_Texto de estudo_
━━━━━━━━

Hoje as coisas por lá estão mudadas. O falar do seu povo, mercê do fluxo turista que invade a cidade, a ida de seus filhos para buscarem instruções e formação superior em outros lugares e também o desaparecimento dos mais antigos têm contribuído para a modificação que hoje se observa na maneira de se expressar dos legítimos pirenopolinos.
A cidade tem muitas histórias. Gente importante, vultos notáveis da vida sociopolítica de Goiás saíram de lá. O progresso já bafeja o lugar e já estão aparecendo prédios novos e ricas mansões, rodeando o velho e histórico casario, com mostragens do modernismo.
E o que agora se vê são os antigos casarões, germinados, adaptados, com reformas, para servirem como abrigo de visitantes, com pomposos nomes de pousadas.

━━━━━━━━

_Conjunto de dados_
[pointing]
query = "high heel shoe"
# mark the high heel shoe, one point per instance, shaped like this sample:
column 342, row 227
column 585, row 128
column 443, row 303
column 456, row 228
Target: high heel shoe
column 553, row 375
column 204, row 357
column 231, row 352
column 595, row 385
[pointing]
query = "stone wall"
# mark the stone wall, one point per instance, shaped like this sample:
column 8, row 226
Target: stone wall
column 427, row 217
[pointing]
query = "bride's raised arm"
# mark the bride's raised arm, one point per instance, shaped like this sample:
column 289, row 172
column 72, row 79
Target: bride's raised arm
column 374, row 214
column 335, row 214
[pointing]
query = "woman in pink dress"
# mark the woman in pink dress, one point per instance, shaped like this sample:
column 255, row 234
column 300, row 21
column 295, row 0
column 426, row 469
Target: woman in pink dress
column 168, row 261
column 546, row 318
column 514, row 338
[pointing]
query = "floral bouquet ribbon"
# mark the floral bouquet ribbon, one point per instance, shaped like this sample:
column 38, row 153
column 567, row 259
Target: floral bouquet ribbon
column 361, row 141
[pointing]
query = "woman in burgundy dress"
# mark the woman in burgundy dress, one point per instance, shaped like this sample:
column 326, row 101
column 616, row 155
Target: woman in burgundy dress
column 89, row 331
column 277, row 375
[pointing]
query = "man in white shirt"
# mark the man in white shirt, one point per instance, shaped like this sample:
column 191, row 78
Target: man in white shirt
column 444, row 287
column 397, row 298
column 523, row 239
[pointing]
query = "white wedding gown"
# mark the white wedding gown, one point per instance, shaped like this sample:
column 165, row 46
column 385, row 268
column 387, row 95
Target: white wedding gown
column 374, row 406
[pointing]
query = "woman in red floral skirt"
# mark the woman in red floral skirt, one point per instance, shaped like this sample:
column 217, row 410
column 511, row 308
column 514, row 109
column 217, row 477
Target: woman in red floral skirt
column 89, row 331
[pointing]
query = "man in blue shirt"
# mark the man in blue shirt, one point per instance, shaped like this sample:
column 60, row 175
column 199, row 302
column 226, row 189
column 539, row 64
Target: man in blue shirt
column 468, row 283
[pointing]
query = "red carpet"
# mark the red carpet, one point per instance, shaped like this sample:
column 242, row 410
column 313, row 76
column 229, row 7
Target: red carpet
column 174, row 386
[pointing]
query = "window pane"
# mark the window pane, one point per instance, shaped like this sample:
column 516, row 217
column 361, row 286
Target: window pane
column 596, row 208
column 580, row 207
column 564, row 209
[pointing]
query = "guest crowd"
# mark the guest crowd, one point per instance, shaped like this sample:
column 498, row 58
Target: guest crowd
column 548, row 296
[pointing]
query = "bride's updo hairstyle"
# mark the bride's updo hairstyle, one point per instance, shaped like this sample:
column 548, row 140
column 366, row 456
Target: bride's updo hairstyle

━━━━━━━━

_Atividades propostas_
a: Reescreva o trecho do texto de estudo de "A cidade tem" a "mostragens do modernismo.", trocando "prédios" por "edifícios".
b: De acordo com o texto de estudo, o que está aparecendo ao redor do velho e histórico casario?
c: Dê continuidade ao texto de estudo, começando logo após a última frase apresentada.

_Gabarito_
a:
A cidade tem muitas histórias. Gente importante, vultos notáveis da vida sociopolítica de Goiás saíram de lá. O progresso já bafeja o lugar e já estão aparecendo edifícios novos e ricas mansões, rodeando o velho e histórico casario, com mostragens do modernismo.

b: Prédios novos e ricas mansões, com mostragens do modernismo.

c:
No longínquo 26 de janeiro de 1944, chegaram a Pirenópolis três sacerdotes franciscanos, integrantes do grupo de 14, que vieram compor a missão de São Francisco de Assis, no Brasil Central, procedentes dos Estados Unidos.
Com formação religiosa avançada, o contraste lodo se estabeleceu. Enquanto os frades procuravam pregar o Evangelho de Cris, conforme a sua evolução cultural, os seus paroquianos se apegavam aos rituais da tradição mundana, misturando tudo com as celebrações folclóricas a ponto de provocarem choques no setor missionário.
Houve alguns atritos com graduados chefes antigos, que não abdicavam do ritual externo, tão pomposo, do festeiro, da festeira, do imperador e das comemorações paralelas, que pouco tinha a ver com a religião anunciada pelos ditames da evolução evangélica dos franciscanos. Erra resistência provocou a saída dos frades de Pirenópolis e se espalharam por muitas outras cidade de Goiás.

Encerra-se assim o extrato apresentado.